=== 文本段落 ===
>>

大众住宅:唤醒沉睡的机会(一)
2008-6-2 10:30:00
 

 上一次金融危机,我们是靠房改启动的大规模住房需求,拯救了中国的经济。今天,面对由美国次贷危机引发的更为巨大的经济海啸,我们又该有何作为? 

1997年金融风暴以后,整整10年,住房问题再一次站在了中国经济舞台的中央。但同上次一样,人们仍然习惯于把住宅视作一个孤立的问题。

现在,房价的涨跌似乎是住房问题的全部。是否出现“拐点”,成了全民大猜谜——所有人都在猜测什么时候房价会下降,但却很少有人去问房价是否应当继续下跌。

经济学家和政府官员们也在忙着研究如何通过调节供给,实现在均衡价格上的“供求平衡”。那么,是否存在一个稳定的“供求平衡”呢?或者说,是否存在一个理想化的,能够满足各方利益最大化和要素最优配置的“均衡价格”呢?

 

“刀锋”上的均衡

 

要回答这个问题,首先必须理解价格的形成机制。按照微观经济学理论,供给和需求是两个趋势相反的曲线。这两个曲线必然存在一个焦点,而这个焦点上的价格,就是理论上的“均衡价格”。这就是著名的“马歇尔剪刀”。

显然,这个理论实际上并没有回答最优价格问题。很少的供给加上很少的需求可以对应一个很高的“均衡价格”;同样,很大的供给加上很大的需求,可以对应一个很低的“均衡价格”。

现实中,价格的变化并非如边际理论所描述的那样,是一个随着供求曲线变化而变化的连续的过程,而是分为供大于求和供不应求两种状态:当供大于求时,价格通过生产者竞争来决定——市场的价格等于最后一个生产者利润为零时的价格;当供不应求时,价格通过消费者竞争来决定——市场的价格等于最后一个消费者的预算所能承受的最高价格。

假设有100套住宅,当市场上有101个消费者时,市场的价格就是第100个消费者排除第101个消费者所需的最高价格;如果市场上消费者减少到99个,市场的价格就是第99套住宅的生产者排除第100套生产者所需的最低价格。

<<

[物体位置标注条目]

>>

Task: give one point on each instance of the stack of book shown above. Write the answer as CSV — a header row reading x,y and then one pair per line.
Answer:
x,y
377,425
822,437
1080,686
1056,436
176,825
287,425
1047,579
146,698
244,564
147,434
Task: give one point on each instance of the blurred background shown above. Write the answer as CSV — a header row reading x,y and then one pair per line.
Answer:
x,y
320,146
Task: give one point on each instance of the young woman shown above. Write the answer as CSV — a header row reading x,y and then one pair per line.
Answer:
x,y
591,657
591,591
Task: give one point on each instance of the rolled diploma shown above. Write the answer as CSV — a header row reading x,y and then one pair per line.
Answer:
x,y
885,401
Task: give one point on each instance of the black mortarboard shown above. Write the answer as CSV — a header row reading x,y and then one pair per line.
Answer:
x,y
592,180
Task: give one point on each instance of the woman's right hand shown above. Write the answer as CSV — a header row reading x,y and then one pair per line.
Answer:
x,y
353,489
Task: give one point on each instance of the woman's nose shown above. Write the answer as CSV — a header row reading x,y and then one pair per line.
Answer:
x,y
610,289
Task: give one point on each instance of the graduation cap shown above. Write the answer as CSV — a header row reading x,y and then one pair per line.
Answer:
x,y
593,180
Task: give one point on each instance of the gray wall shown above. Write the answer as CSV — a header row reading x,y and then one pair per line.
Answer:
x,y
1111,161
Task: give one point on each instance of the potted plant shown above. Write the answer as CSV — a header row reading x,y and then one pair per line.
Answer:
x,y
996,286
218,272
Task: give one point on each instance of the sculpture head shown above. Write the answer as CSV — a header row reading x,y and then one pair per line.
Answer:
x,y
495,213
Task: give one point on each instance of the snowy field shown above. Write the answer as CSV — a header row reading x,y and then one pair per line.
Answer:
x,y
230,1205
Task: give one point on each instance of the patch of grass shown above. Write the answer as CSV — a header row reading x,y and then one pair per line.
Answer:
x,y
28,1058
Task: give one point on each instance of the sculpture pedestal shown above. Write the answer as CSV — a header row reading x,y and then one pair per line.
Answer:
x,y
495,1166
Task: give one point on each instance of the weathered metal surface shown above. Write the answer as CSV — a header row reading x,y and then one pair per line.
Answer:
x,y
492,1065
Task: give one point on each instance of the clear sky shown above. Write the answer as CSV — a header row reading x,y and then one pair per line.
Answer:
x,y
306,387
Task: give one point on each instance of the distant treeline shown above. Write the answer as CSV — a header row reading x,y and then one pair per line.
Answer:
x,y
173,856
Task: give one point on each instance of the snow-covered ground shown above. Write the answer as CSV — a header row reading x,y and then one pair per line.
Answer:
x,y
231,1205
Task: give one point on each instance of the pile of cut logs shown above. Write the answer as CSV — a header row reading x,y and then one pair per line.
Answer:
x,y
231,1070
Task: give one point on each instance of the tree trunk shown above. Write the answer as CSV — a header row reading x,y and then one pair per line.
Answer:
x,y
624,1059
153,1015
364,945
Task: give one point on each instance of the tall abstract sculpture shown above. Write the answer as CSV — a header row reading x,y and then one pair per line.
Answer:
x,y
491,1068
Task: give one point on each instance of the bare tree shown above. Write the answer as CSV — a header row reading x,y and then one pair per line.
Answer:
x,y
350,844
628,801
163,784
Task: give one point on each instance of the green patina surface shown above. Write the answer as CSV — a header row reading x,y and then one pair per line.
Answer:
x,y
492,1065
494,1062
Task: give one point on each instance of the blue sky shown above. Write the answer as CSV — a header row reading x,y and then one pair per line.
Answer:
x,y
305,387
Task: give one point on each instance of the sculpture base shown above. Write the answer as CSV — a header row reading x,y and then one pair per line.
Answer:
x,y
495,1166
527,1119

<<

=== 书面任务 1 ===
列出记录中每一行含有字符串“surface”的内容,大小写须一致才算。
=== 书面任务 2 ===
接着那篇谈住房价格与供求均衡的文章往下写,从它现有的最后一句之后开始。

=== 最终结果 1 ===
Task: give one point on each instance of the weathered metal surface shown above. Write the answer as CSV — a header row reading x,y and then one pair per line.
Task: give one point on each instance of the green patina surface shown above. Write the answer as CSV — a header row reading x,y and then one pair per line.

=== 最终结果 2 ===
这就意味着,从供不应求转向供大于求时的价格与规模不是连续“量跌价涨”。一旦因为某种原因(如政策变化),需求跌破供求转换点,将会出现急剧的“量价齐跌”——从“消费者均衡”直接跌落到“生产者均衡”。下跌的“深度”,取决于消费者竞争时的“价格—规模”同生产者竞争时的“价格—规模”之间的落差(这个落差也就是所谓的“泡沫”)。理论上讲,任何市场,只要是消费者均衡,就一定存在泡沫。价格的高低,只是决定了泡沫的大小。

因此,现在我们所寻求的“拐点”就不会是一个逐渐的边际调整过程,它是猛烈的价格和规模“双暴跌”。现在的供需观望只是一种“刀锋上”的不稳定均衡。如果这个判断是正确的,我们就有必要重新思考当前以打压房价为核心目标的房地产政策。

 

需求会不会萎缩

 

从消费者均衡价格向生产者均衡价格的跌落,关键的触发条件就是需求突然萎缩。只要需求的总量始终大于的供给的总量,市场的价格将在边际上调整,而不会出现崩盘。那么,房地产需求会不会大规模萎缩?这就需要我们对目前的消费结构进行更加精细的分解。

目前的住房市场,大约由三类需求构成:第一,是投机性需求。这类需求不是为了自己居住,而是利用不动产价格急速上涨的机会,将其抵押,透过银行融资,进行投资活动;第二,是投资性需求。这类需求同样不是为了自己居住,而是为了避免通货膨胀、追求更高资产性收益,它是以个人资产保值增值为目的的投资活动;第三,是自住性需求。这部分需求是房地产市场最基本的主体需求。又可以分为两类,即已经通过贷款购买住宅的,和正在持币观望还没有来得及购买住宅的。这部分需求加上外来民工,构成了所谓“夹心层”的主要部分。

其中,对经济危害最大的是投机性需求。这类需求同美国次贷类似,纯粹是建立在房价不断上涨的基础上。不动产升值时,通过不动产自身作抵押,获得财产膨胀的全部好处;不动产贬值时,资不抵债,由金融部门——更准确地说,由无辜的银行存款人——承担大部分后果。

投资性需求的主要目的,是个人财产在存款、股市和房市之间选择一种最有利的保值状态。虽然这类需求对房价的上涨也起着推波助澜的作用,但从宏观来讲,如果这些流动性不进入住宅市场,也会在股市吹出泡沫,或透过银行产生过剩的流动性。同投机性需求不同,消费者完全用自有资产购房。一旦不动产贬值,财产损失完全由投资者个人承担,而不会透过金融系统,转嫁给整个社会。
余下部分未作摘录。